#### Work to complete:
a - Condense the paragraph of the Lovesphere passage that begins "Local artist and musician" into a short bulleted list, keeping its main facts.
b - From the Lovesphere passage, return verbatim the part that opens with the words containing "Local artist and" and closes with "improvisational performance art.".

“Listen first — you can always be silent,” Cassandra V. Chopourian said, encouraging a room of 15 who would contribute to a guided ritual of sorts in Greensboro’s Code Gallery. Her prompt came on the third evening of the 23rd annual Lovesphere, a creative-arts performance project devised to usher in the vernal equinox, and it elucidated one of the festival’s core values: deep listening.
Local artist and musician Gary Heidt created the festival in New York in 1996 and the couple brought it to Greensboro when they relocated nearly three years ago. Heidt and Chopourian are members of the Van Reipen Collective, a group that curates imaginative interdisciplinary works for the stage and site-specific interactive performances, and the stewards of Monday evening’s event. The annual festival began in the Glenwood Community Bookshop on March 17, merging local experimental music, spoken-word poetry and improvisational performance art.

#### Dataset content:
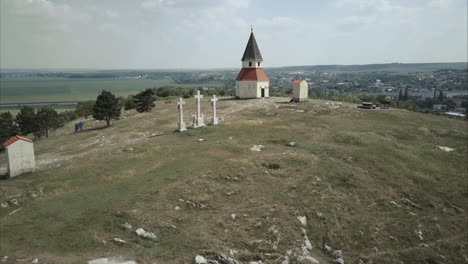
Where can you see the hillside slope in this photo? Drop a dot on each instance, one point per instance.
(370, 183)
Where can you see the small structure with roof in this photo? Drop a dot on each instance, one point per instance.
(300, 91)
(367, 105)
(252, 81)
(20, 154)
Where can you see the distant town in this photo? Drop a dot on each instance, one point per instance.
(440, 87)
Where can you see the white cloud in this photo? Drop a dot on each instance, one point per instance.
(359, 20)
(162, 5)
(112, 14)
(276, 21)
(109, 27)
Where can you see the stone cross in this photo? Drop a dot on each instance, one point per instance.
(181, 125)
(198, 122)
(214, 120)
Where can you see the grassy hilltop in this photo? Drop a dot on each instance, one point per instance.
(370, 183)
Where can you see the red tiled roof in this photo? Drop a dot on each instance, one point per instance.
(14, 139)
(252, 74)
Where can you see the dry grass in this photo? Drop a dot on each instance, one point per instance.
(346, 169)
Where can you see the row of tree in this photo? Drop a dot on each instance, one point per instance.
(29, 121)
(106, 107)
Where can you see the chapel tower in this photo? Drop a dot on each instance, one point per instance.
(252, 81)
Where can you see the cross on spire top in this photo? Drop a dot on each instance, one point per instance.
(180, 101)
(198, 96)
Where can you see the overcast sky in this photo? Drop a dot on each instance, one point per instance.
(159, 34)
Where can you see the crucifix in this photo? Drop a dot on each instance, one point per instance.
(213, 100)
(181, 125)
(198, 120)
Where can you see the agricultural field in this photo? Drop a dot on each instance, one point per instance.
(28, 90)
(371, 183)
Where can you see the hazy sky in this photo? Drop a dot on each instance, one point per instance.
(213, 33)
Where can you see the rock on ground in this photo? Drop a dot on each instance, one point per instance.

#### List of answers:
a -
- Gary Heidt, a local artist and musician, created the festival in New York in 1996.
- The couple brought it to Greensboro after relocating there nearly three years ago.
- Heidt and Chopourian belong to the Van Reipen Collective, which curates interdisciplinary stage works and site-specific interactive performances, and they were the stewards of Monday evening's event.
- This year's festival began March 17 at the Glenwood Community Bookshop, combining local experimental music, spoken-word poetry and improvisational performance art.

b -
Local artist and musician Gary Heidt created the festival in New York in 1996 and the couple brought it to Greensboro when they relocated nearly three years ago. Heidt and Chopourian are members of the Van Reipen Collective, a group that curates imaginative interdisciplinary works for the stage and site-specific interactive performances, and the stewards of Monday evening’s event. The annual festival began in the Glenwood Community Bookshop on March 17, merging local experimental music, spoken-word poetry and improvisational performance art.